▶ _Material for the task_

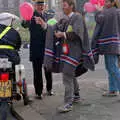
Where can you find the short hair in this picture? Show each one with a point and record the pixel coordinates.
(71, 3)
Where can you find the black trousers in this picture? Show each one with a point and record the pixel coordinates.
(38, 79)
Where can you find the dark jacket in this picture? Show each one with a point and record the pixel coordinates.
(37, 38)
(13, 39)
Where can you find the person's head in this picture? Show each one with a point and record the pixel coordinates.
(39, 5)
(110, 3)
(68, 6)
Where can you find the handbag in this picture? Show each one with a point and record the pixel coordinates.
(80, 70)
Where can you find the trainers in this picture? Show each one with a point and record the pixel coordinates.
(65, 108)
(77, 99)
(110, 94)
(50, 93)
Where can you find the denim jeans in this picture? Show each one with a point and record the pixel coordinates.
(111, 64)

▶ _Given request_
Starting with the line that contains "Where can you find the black", output every line through the end of the listing above, unchanged.

▶ _Reply to the exercise_
Where can you find the black trousers in this picture? Show each one with a point and record the pixel coordinates.
(38, 79)
Where can you find the dark jacket in this picture? Show each one with a point and record the pixel coordinates.
(37, 38)
(13, 39)
Where can you find the person's head in this picture? Show each one with a point and record the pixel coordinates.
(39, 5)
(110, 3)
(68, 6)
Where can you find the handbag in this picture? Show each one with a point and record the pixel coordinates.
(80, 70)
Where can you find the trainers in this picture? Show each one with a point and record the pixel coordinates.
(65, 108)
(77, 99)
(110, 94)
(50, 93)
Where can you find the denim jeans in this picture? Show each one with a point and record the pixel coordinates.
(111, 64)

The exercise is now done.